#### [ENTRIES SHOWN]
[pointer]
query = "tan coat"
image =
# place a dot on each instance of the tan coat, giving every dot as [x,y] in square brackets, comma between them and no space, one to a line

---

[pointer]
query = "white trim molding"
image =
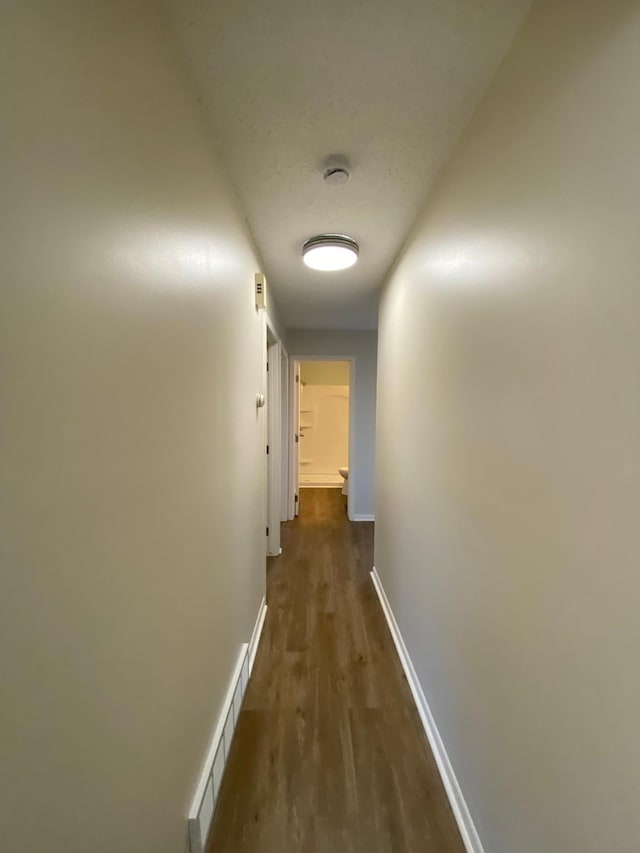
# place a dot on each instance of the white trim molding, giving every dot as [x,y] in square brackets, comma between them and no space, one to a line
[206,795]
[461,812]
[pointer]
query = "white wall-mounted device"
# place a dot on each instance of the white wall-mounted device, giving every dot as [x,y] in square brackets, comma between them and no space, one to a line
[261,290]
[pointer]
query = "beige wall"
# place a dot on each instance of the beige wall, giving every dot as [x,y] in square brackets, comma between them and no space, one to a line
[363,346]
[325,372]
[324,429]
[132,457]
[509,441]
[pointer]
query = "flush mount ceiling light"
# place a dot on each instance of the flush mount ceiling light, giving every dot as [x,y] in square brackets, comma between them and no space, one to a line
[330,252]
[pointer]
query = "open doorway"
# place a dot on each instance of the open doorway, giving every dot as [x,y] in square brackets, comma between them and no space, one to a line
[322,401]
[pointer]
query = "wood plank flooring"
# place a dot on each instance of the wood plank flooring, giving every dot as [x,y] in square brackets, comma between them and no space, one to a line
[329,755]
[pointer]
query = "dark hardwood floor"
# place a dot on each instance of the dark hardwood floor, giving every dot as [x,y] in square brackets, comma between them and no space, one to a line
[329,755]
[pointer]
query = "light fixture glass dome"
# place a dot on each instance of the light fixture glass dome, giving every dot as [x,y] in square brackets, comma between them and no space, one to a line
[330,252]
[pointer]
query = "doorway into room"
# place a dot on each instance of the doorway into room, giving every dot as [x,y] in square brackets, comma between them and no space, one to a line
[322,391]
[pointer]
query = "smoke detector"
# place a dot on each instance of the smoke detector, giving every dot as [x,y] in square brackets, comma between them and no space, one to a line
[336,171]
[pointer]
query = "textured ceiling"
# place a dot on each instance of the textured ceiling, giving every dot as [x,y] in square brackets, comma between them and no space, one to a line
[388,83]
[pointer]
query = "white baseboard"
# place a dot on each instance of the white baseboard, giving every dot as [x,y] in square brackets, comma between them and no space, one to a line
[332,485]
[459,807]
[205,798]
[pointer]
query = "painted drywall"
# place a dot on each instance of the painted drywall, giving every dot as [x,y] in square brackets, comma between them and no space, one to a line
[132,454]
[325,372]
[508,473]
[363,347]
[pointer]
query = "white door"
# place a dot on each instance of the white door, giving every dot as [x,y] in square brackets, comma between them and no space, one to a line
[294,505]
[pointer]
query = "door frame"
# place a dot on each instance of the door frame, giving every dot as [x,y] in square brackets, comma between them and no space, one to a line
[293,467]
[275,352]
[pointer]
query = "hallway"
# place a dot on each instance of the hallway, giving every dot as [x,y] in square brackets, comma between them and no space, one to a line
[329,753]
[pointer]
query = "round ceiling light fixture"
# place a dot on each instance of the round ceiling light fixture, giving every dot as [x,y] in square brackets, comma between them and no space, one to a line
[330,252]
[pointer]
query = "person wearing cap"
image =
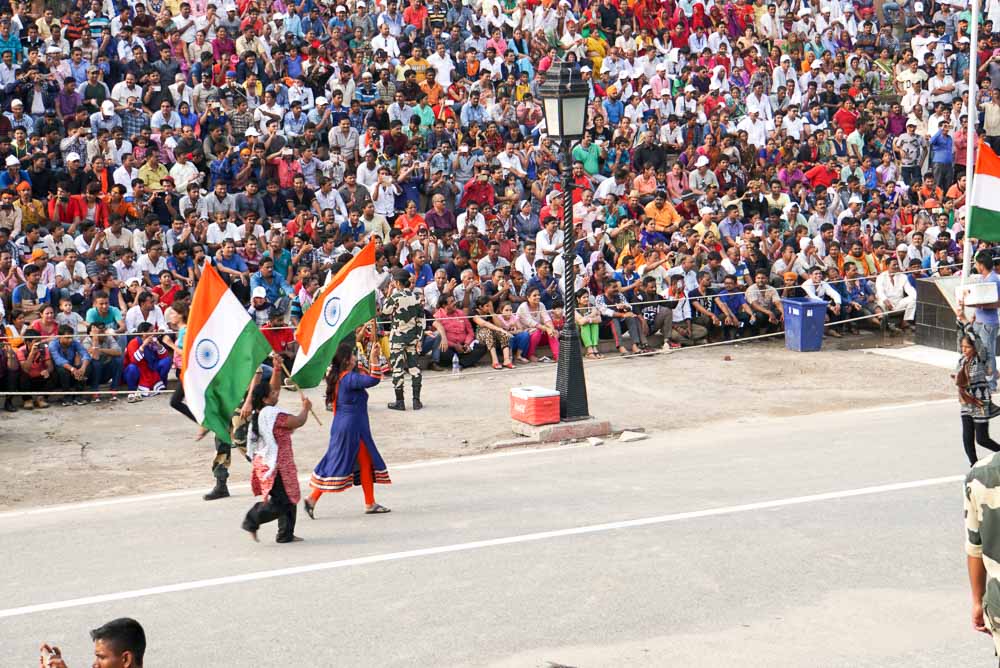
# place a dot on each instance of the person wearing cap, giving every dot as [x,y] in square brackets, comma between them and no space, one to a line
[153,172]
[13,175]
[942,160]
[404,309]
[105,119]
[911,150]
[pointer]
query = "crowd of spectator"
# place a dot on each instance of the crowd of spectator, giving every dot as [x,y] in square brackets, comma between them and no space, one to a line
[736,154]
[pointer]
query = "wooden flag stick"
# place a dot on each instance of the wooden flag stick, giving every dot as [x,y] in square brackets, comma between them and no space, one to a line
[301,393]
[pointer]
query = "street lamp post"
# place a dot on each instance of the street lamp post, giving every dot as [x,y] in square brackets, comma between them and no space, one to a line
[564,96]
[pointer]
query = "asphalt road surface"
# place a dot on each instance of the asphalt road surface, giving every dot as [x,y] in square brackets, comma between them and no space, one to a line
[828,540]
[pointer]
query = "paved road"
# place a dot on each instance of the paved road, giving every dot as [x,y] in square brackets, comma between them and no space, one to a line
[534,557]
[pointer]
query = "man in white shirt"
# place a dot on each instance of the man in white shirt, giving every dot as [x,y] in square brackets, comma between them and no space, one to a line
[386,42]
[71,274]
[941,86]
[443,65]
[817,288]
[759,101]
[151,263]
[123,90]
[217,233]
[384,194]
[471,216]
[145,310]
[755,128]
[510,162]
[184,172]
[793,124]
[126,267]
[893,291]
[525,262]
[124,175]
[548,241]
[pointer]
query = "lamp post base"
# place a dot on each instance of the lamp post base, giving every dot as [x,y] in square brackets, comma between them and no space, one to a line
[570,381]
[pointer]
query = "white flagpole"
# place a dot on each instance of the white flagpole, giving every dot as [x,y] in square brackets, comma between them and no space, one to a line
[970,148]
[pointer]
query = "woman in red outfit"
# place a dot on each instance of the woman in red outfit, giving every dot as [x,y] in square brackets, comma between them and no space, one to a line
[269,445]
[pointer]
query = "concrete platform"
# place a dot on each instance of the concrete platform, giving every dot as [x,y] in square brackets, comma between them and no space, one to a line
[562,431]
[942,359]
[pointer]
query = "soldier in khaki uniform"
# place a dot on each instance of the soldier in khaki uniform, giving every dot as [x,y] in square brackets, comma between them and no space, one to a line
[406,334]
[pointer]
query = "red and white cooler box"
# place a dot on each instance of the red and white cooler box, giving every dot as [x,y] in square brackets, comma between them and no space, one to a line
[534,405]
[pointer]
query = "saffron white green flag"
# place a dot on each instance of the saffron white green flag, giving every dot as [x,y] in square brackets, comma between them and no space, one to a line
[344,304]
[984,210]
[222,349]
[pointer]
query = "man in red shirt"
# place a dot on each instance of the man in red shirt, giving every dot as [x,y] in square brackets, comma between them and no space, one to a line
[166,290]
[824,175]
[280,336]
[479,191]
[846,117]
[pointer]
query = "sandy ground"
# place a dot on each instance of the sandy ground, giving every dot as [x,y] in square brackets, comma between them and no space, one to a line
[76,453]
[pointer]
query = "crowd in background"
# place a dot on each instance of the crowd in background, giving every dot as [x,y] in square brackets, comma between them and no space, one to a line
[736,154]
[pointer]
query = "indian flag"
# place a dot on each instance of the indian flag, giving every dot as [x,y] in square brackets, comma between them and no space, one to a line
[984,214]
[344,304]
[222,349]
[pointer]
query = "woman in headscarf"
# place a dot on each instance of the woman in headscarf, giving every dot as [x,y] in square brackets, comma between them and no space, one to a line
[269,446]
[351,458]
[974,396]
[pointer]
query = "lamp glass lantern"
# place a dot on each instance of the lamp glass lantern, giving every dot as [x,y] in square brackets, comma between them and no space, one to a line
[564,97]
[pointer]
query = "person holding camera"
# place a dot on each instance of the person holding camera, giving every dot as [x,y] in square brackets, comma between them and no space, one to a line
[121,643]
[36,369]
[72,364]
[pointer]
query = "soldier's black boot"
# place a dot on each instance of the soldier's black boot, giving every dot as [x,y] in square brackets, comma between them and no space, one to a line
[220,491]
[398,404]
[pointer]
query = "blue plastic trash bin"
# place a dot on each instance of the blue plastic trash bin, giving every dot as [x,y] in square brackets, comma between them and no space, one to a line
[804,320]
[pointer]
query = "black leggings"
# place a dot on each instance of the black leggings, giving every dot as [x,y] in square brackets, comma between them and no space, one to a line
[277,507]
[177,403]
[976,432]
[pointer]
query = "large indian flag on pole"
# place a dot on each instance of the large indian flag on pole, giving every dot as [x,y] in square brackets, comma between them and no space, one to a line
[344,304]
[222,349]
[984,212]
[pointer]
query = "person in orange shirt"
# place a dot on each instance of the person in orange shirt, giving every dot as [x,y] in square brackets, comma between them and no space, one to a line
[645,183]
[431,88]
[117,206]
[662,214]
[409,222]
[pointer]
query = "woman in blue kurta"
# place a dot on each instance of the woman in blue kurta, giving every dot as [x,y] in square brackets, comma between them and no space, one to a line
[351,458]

#### [WHAT YOU SHOULD DO]
The answer is each line from the entries above in which the word "coat" occurs.

#### [THE ANSWER]
query = "tan coat"
# place a dot on each instance of the tan coat, giving every dot as [x,y] in square brackets, comma between them and no space, one to a line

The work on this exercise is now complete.